● Task instructions
Copy the lines verbatim, beginning with the line that contains "dog's collar, then" and continuing through the end of the data, and only those lines.

**********

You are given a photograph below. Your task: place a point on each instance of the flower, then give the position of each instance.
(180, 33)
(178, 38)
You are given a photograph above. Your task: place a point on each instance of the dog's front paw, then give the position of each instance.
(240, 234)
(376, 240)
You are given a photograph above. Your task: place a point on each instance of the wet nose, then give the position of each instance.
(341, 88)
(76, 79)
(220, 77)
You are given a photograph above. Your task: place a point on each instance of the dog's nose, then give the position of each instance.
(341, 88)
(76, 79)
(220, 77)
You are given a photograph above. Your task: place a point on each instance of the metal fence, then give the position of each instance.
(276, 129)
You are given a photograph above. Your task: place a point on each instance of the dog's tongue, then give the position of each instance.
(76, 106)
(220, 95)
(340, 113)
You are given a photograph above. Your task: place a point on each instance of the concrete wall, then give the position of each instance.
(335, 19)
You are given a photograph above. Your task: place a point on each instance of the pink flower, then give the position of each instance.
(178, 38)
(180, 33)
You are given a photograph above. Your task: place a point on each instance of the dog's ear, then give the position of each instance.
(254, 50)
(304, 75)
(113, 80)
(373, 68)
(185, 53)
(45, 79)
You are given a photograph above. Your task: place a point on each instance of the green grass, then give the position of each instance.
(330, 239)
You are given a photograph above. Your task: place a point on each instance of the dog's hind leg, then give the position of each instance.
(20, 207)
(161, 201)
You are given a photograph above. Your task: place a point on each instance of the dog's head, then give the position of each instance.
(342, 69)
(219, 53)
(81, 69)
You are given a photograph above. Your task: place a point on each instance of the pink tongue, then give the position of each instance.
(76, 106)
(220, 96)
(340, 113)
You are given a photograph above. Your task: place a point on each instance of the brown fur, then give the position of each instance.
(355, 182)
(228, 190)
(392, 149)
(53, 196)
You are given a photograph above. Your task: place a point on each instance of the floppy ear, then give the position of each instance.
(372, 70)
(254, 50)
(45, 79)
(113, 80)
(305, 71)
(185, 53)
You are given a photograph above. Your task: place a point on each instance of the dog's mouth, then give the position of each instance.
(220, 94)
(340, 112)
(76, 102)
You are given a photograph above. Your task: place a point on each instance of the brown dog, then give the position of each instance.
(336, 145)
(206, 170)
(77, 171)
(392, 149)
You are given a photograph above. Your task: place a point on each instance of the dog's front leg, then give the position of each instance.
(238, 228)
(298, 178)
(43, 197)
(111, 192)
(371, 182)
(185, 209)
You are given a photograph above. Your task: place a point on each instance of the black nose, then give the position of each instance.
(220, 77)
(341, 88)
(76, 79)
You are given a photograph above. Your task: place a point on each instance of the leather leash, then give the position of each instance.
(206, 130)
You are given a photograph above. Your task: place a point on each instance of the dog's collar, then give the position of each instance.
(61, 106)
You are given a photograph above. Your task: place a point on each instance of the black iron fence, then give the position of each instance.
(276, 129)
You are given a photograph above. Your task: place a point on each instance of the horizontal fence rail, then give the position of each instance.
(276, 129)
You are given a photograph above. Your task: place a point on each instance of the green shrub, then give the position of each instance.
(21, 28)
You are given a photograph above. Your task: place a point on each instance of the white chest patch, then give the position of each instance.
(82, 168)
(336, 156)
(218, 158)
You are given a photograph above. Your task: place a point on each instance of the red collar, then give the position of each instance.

**********

● Answer to the task
You are given a photograph above. Your task: place a point on each instance of the dog's collar, then give the position of each instance.
(61, 106)
You are given a photograph above. Your task: place a point on each instance of the black iron fence, then give the position of each instance.
(276, 129)
You are given a photograph above. Your task: place a point on each instance of the horizontal fence rail, then give the position of each instance.
(276, 129)
You are given a photograph above. Your task: place a point on each instance of the green shrub, then give the position of each instance.
(21, 28)
You are given a photograph above. Your task: place a point on each instance of the white chest patch, then give the position of each instance.
(82, 168)
(336, 156)
(218, 158)
You are given a photograph above. Your task: place a point on each instance of the red collar, then give the position of each instance.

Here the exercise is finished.